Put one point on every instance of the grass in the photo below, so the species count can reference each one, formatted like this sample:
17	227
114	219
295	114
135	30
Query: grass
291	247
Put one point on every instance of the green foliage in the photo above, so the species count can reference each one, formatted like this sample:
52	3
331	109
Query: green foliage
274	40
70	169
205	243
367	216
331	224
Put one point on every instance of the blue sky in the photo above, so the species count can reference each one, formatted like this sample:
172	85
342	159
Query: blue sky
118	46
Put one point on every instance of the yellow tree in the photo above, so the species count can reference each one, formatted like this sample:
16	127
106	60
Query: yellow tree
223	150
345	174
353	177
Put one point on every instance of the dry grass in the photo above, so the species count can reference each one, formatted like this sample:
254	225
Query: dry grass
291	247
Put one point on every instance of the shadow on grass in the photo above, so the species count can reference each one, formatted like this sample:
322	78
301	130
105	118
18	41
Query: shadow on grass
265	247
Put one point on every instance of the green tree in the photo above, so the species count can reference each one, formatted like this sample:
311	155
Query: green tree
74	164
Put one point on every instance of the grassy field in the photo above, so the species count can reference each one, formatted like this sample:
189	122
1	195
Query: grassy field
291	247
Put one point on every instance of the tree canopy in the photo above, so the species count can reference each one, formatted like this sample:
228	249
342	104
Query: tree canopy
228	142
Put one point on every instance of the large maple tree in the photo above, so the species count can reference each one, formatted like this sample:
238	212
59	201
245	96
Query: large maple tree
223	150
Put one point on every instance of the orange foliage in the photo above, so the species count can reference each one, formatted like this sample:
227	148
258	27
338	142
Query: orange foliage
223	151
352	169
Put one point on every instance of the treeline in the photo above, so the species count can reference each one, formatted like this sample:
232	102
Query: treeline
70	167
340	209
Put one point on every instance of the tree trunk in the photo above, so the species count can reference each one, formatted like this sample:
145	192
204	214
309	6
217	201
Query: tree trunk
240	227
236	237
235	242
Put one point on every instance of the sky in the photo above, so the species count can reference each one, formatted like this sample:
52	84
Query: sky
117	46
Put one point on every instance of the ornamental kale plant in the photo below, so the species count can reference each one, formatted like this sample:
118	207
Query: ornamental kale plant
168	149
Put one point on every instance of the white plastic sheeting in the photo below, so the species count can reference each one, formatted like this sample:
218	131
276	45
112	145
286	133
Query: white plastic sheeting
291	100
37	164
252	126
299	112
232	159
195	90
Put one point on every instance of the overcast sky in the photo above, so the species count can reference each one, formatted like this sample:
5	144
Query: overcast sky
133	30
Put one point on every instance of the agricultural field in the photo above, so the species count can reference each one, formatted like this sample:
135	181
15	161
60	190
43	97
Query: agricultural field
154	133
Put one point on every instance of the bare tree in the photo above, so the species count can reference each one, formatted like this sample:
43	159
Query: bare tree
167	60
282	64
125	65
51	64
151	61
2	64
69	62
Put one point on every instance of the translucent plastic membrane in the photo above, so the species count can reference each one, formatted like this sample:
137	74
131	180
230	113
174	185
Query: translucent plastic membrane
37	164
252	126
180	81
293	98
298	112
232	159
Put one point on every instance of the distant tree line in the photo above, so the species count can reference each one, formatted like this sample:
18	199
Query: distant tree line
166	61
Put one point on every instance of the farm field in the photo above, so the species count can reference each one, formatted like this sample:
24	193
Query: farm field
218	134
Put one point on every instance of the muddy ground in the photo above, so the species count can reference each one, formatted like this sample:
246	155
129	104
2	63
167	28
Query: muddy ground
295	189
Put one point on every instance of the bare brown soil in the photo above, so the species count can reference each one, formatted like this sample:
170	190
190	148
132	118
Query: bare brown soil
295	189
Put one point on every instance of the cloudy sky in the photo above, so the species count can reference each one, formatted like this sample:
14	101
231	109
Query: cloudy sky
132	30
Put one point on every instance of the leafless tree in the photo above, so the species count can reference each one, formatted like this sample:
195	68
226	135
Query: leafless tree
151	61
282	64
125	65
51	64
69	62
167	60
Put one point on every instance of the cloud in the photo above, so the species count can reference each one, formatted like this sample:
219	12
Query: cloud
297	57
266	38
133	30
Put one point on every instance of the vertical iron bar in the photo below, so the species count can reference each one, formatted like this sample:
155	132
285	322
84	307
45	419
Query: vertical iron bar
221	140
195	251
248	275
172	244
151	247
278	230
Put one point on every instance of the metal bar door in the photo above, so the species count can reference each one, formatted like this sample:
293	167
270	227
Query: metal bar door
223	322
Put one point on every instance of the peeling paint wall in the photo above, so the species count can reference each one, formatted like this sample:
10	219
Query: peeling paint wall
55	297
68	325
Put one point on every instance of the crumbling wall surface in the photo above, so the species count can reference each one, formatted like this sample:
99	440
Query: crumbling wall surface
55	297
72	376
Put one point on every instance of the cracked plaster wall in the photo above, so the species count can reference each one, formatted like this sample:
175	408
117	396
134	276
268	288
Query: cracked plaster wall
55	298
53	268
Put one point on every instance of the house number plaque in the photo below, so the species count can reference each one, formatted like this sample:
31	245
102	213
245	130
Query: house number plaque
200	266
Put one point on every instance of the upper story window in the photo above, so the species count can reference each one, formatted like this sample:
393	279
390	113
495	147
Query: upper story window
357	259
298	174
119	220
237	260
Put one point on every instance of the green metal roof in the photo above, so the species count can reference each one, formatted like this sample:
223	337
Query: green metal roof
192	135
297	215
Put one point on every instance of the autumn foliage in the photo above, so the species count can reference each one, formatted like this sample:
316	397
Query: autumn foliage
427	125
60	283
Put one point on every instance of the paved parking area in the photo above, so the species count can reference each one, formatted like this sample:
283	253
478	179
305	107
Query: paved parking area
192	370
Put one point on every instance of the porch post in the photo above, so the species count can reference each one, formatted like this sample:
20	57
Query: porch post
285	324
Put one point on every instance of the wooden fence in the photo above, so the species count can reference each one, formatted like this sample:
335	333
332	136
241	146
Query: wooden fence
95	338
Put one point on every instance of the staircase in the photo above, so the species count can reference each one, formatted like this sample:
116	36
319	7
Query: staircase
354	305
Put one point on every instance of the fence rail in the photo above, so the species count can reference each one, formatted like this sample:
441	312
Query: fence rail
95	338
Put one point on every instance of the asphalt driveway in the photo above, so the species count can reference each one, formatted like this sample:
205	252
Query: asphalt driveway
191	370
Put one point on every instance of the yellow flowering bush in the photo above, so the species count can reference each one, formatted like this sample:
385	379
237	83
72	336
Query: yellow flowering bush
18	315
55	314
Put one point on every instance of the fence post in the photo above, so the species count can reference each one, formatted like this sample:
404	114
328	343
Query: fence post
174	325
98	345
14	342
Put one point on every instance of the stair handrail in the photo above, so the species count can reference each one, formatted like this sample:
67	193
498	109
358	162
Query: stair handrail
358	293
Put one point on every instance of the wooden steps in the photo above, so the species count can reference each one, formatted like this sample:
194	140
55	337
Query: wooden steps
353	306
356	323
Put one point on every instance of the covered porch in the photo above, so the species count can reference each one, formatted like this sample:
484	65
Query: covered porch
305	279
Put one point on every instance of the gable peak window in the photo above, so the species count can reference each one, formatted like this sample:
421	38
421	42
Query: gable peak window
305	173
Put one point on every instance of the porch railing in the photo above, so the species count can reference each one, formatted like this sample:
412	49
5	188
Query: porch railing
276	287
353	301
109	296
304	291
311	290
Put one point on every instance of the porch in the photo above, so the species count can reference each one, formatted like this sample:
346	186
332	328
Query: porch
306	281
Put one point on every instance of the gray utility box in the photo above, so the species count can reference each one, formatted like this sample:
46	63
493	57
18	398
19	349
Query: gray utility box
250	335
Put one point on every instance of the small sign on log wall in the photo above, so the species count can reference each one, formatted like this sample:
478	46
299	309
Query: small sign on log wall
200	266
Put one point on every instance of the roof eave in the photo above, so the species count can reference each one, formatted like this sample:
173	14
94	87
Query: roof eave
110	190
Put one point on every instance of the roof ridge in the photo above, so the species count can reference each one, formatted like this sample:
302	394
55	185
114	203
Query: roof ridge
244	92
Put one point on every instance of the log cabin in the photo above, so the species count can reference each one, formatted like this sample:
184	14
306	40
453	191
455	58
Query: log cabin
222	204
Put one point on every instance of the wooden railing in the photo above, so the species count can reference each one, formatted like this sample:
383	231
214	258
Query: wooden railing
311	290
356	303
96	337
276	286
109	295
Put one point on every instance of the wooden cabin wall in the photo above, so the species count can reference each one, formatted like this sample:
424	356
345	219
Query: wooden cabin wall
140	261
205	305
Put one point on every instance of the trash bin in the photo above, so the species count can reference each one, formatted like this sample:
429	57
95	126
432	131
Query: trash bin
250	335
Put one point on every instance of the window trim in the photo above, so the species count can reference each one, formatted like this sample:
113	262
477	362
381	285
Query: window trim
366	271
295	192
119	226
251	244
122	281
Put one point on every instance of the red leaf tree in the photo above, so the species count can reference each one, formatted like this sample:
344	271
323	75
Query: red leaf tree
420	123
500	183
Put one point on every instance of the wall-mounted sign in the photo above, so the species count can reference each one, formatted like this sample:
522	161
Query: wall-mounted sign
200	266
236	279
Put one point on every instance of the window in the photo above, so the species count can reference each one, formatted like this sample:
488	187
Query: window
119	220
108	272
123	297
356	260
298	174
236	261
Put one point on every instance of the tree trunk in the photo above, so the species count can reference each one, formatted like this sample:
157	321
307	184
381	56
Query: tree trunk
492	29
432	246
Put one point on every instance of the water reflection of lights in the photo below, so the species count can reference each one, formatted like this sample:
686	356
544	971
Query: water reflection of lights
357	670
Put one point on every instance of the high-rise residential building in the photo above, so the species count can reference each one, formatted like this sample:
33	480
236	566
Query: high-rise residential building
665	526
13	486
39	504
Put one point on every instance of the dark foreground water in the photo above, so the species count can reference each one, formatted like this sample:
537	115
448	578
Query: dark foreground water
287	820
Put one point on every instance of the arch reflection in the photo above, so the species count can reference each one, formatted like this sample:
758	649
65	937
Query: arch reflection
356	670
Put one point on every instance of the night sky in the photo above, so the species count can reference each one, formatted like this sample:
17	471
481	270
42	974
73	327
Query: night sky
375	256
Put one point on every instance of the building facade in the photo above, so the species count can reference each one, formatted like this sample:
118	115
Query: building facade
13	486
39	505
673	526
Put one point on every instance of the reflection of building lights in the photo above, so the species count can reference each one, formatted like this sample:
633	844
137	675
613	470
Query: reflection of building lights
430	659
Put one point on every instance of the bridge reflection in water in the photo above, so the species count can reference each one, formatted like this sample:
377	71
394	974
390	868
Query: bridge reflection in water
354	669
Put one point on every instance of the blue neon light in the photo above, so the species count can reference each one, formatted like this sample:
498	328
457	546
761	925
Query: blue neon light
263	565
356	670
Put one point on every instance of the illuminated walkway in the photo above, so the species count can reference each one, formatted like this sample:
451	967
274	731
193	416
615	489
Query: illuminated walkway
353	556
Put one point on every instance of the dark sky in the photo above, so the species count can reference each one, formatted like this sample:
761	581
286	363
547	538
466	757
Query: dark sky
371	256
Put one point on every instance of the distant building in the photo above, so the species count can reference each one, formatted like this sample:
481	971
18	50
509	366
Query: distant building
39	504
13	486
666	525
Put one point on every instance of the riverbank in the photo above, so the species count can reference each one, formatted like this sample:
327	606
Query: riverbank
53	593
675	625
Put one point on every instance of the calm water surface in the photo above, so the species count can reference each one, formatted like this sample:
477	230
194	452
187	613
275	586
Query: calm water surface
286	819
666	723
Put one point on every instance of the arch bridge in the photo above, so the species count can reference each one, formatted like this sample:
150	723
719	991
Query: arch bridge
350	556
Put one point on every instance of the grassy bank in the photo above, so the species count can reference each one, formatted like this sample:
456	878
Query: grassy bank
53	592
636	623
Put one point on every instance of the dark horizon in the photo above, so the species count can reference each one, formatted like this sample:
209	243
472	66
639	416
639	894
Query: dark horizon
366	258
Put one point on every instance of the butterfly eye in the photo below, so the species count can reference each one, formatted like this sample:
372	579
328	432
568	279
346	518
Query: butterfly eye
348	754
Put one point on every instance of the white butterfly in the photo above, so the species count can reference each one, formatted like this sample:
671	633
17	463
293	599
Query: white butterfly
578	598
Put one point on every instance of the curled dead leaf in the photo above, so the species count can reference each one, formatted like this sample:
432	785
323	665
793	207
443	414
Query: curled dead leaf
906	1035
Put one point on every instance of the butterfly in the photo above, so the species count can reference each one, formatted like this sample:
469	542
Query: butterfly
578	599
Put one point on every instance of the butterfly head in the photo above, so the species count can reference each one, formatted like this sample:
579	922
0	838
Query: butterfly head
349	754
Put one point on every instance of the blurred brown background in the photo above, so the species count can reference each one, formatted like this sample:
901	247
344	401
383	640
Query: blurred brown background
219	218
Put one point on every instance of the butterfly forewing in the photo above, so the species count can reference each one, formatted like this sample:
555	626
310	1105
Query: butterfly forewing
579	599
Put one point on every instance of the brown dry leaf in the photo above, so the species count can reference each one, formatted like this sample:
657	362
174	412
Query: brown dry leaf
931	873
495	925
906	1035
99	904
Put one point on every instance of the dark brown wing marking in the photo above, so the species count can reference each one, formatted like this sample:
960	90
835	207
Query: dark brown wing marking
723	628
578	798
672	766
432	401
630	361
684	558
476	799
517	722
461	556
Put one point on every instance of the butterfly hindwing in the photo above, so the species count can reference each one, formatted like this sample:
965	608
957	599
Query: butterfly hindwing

• [Exercise aim] The string "hindwing" shows up in some lines of the listing. Copy each such line.

• [Task response]
Put one point on every instance of the butterfly hindwing in the photo above, so the species count can reference each one, formatted like this sample:
Query: butterfly hindwing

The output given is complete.